* [DATASET EXCERPTS]:
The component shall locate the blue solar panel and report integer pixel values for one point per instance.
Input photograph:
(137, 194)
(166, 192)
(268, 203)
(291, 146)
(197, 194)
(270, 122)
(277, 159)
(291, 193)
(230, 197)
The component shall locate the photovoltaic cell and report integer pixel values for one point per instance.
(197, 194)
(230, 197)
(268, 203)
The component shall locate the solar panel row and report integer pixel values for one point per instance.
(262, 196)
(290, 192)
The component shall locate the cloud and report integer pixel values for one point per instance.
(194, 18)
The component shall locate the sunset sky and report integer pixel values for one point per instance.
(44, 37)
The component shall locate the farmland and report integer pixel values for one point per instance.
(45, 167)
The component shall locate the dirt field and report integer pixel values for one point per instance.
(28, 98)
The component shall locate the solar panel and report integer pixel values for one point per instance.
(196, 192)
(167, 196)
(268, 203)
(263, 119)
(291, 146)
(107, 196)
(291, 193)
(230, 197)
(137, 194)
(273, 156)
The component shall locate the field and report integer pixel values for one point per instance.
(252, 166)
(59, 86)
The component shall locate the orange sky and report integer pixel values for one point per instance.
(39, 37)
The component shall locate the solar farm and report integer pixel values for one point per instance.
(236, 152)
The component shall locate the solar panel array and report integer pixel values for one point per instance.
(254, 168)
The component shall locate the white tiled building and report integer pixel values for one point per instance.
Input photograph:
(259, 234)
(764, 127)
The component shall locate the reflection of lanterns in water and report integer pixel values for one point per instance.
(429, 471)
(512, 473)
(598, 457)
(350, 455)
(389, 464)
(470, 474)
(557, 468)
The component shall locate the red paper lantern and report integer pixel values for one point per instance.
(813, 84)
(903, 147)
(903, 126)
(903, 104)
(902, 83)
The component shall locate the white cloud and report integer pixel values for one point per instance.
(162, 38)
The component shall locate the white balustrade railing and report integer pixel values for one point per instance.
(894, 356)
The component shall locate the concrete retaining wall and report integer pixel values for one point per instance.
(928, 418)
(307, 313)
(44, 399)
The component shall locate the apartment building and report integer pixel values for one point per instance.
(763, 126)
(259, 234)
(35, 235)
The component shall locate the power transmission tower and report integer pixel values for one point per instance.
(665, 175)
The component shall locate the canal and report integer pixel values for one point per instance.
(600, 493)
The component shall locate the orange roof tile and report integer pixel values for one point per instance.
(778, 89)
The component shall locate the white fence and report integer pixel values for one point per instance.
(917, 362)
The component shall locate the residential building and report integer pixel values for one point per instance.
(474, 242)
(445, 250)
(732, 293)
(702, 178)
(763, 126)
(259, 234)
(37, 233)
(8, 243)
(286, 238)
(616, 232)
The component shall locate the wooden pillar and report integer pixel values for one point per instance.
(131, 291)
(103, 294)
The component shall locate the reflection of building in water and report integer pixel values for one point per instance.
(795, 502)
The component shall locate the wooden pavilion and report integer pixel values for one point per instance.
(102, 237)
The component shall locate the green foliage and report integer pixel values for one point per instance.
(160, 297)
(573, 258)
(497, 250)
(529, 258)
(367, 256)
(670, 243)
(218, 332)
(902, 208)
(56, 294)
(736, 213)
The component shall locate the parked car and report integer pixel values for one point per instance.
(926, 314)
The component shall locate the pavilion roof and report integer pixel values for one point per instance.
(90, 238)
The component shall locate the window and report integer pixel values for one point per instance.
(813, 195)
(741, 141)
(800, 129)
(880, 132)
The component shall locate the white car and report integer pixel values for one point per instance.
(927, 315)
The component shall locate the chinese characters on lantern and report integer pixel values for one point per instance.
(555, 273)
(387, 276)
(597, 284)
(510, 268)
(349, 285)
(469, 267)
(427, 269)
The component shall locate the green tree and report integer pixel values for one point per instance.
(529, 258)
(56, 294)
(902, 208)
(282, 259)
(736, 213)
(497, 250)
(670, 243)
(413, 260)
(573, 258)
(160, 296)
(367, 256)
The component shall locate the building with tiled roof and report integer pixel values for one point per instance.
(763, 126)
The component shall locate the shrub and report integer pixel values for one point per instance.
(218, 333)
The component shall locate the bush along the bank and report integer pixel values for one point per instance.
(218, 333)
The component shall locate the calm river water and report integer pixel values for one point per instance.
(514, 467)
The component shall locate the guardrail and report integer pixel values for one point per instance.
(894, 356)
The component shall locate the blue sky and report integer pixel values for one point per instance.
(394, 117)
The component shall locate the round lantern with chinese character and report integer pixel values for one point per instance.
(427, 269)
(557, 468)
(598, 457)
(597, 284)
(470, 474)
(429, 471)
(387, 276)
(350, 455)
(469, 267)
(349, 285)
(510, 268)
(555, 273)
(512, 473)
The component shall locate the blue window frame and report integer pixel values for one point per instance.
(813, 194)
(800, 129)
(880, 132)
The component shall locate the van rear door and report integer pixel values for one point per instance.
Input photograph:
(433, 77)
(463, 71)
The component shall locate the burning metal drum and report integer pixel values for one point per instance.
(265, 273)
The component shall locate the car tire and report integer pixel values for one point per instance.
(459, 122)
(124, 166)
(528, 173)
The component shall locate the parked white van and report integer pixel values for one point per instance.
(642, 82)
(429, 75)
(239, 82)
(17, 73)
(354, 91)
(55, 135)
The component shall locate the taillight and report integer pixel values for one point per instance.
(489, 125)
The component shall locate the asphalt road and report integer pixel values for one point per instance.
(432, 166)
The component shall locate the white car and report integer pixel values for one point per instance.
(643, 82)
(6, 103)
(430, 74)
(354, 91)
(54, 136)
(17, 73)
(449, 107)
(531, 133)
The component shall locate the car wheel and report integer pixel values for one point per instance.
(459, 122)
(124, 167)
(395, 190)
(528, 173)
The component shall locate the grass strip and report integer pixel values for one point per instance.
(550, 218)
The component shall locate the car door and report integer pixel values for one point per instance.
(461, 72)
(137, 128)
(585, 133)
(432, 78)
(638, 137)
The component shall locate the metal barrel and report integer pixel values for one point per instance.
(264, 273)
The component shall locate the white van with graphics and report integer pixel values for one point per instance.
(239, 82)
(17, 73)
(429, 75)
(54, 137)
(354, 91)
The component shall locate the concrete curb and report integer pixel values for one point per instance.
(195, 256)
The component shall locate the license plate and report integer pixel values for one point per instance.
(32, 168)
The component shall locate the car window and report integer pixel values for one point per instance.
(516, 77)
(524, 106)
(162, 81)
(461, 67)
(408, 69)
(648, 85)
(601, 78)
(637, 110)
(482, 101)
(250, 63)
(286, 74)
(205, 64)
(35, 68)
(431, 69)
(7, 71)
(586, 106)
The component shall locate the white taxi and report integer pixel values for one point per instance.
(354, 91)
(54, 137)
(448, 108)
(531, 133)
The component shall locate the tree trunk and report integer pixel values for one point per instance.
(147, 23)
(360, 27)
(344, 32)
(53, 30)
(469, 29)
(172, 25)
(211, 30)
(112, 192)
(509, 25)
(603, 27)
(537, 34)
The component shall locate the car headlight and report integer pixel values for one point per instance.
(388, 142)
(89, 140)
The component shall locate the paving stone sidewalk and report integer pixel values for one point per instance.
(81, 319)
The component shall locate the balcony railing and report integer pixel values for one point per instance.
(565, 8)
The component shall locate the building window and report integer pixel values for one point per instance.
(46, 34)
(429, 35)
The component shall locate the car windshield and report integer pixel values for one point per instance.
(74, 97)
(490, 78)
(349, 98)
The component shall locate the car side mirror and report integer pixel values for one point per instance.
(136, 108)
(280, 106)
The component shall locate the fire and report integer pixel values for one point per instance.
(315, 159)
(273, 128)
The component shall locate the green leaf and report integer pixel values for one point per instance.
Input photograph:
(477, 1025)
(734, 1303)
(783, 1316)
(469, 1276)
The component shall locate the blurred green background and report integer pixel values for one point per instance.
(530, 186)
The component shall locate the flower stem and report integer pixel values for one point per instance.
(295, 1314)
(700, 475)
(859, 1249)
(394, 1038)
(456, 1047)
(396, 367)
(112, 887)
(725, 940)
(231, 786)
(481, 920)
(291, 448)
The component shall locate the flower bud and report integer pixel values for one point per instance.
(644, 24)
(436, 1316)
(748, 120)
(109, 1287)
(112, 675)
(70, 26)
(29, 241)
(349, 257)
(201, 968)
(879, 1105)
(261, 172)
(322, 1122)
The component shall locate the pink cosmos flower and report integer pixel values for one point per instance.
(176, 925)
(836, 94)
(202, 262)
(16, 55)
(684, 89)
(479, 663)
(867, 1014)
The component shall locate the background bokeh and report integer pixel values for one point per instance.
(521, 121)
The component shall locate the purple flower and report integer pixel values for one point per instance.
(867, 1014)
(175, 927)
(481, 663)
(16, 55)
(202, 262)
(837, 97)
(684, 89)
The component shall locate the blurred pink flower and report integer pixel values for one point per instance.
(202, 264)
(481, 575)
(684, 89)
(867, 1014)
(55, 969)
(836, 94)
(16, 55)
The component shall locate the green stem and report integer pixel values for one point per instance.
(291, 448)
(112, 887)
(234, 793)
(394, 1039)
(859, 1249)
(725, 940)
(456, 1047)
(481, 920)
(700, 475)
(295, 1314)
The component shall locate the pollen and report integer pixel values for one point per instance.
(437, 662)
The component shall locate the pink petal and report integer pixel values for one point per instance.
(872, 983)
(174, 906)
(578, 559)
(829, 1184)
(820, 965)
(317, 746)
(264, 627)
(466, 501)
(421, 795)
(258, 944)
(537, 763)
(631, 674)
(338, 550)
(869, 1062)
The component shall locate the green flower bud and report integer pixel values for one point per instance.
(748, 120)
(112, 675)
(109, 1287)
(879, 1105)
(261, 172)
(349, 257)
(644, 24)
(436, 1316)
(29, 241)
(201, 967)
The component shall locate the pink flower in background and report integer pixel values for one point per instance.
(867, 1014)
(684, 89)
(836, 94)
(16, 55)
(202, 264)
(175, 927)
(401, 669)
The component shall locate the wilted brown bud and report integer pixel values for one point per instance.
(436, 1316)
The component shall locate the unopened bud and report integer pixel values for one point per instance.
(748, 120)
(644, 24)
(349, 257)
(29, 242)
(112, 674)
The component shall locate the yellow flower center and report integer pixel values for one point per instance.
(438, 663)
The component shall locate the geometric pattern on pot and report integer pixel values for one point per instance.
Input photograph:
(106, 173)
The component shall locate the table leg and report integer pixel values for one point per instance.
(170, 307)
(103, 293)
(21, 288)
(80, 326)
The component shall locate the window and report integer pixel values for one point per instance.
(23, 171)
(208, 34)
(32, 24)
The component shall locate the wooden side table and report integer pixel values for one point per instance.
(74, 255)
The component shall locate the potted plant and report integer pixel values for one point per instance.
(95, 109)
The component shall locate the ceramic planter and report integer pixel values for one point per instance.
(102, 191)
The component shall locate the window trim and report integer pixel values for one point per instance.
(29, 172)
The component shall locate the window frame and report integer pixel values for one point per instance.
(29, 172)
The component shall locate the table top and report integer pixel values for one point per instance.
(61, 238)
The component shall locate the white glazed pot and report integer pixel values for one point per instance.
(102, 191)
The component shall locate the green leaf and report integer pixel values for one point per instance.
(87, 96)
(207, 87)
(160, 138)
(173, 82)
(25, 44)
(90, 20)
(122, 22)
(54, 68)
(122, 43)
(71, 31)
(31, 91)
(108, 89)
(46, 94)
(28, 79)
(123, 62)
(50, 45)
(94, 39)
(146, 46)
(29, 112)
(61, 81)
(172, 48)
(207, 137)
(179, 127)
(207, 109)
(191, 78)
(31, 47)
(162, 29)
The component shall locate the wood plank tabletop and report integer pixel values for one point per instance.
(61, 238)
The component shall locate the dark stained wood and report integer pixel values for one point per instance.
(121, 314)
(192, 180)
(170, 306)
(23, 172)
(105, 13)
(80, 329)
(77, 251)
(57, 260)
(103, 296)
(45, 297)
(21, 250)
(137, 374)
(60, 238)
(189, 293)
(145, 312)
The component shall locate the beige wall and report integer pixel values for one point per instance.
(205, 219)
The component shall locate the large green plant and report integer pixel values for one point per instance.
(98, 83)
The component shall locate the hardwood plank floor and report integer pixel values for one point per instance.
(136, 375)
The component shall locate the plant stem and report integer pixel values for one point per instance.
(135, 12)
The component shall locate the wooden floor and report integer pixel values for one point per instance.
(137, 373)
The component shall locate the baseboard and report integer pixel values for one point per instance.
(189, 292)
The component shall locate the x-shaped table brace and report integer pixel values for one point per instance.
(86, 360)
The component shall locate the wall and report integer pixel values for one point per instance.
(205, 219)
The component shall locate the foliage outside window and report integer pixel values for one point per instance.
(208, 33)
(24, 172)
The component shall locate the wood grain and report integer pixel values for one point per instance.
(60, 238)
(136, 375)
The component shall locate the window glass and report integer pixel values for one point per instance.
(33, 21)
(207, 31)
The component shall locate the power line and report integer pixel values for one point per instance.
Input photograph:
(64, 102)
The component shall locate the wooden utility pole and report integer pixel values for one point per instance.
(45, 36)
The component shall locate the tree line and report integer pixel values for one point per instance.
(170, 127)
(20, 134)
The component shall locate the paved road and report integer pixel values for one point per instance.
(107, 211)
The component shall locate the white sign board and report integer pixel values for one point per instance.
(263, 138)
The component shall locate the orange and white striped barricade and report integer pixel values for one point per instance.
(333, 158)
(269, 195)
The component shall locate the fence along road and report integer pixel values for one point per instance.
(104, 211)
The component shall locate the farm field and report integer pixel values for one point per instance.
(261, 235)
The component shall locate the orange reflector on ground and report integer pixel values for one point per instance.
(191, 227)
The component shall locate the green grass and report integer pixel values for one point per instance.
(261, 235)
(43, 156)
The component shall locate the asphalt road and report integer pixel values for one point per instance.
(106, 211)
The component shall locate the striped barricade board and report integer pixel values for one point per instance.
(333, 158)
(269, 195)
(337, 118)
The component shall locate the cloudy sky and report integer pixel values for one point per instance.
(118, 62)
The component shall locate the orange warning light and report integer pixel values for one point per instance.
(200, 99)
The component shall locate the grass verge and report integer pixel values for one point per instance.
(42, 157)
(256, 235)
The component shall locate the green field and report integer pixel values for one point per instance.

* [OBJECTIVE]: Put every line from the one that contains "The component shall locate the license" through the one that contains "(469, 1276)", both included, into a Markdown table with a Row column that numbers each line and a Line column that holds its text. Leave out any blank lines.

* [ANSWER IN FULL]:
| Row | Line |
|---|---|
| 1 | The component shall locate the license plate and report integer pixel values for one point per instance. |
| 2 | (32, 168) |
| 3 | The component shall locate the car window and report integer pixel values for one point per instance. |
| 4 | (516, 77) |
| 5 | (524, 106) |
| 6 | (162, 81) |
| 7 | (461, 67) |
| 8 | (408, 69) |
| 9 | (648, 85) |
| 10 | (601, 78) |
| 11 | (637, 110) |
| 12 | (482, 101) |
| 13 | (250, 63) |
| 14 | (286, 74) |
| 15 | (205, 64) |
| 16 | (35, 68) |
| 17 | (431, 69) |
| 18 | (7, 71) |
| 19 | (586, 106) |
| 20 | The component shall locate the white taxi and report integer pixel values for one point per instance. |
| 21 | (354, 91) |
| 22 | (54, 137) |
| 23 | (448, 108) |
| 24 | (531, 133) |
| 25 | The component shall locate the tree trunk and report integer pixel values for one point per instance. |
| 26 | (147, 23) |
| 27 | (360, 27) |
| 28 | (344, 32) |
| 29 | (53, 30) |
| 30 | (469, 29) |
| 31 | (172, 25) |
| 32 | (211, 30) |
| 33 | (112, 192) |
| 34 | (509, 25) |
| 35 | (603, 27) |
| 36 | (537, 34) |
| 37 | The component shall locate the car headlight and report integer pixel values for one point per instance. |
| 38 | (388, 142) |
| 39 | (89, 140) |
| 40 | The component shall locate the paving stone sidewalk and report integer pixel values for one point per instance. |
| 41 | (81, 319) |
| 42 | The component shall locate the balcony railing and report integer pixel values for one point per instance. |
| 43 | (565, 8) |
| 44 | The component shall locate the building window and report integer pixel values for one point per instance. |
| 45 | (46, 34) |
| 46 | (429, 35) |
| 47 | The component shall locate the car windshield and report integer pixel values for one point per instance. |
| 48 | (74, 97) |
| 49 | (490, 78) |
| 50 | (349, 98) |
| 51 | The component shall locate the car side mirror and report integer pixel values for one point per instance. |
| 52 | (136, 108) |
| 53 | (280, 106) |
| 54 | The component shall locate the fire and report integer pixel values for one point per instance. |
| 55 | (315, 159) |
| 56 | (273, 128) |
| 57 | The component shall locate the green leaf and report integer pixel values for one point per instance. |
| 58 | Input photograph: |
| 59 | (477, 1025) |
| 60 | (734, 1303) |
| 61 | (783, 1316) |
| 62 | (469, 1276) |